# Activity:
Please repeat every entry that follows, keeping each one exactly the same.

Collected data:
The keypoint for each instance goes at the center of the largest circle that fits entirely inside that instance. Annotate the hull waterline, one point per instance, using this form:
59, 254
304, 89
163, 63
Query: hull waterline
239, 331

# Final answer:
The keypoint for each instance goes at the center of the largest circle that fits entirely inside that instance. Annotate the hull waterline, one point per instance, using this form:
59, 254
304, 89
163, 63
Query: hull waterline
239, 331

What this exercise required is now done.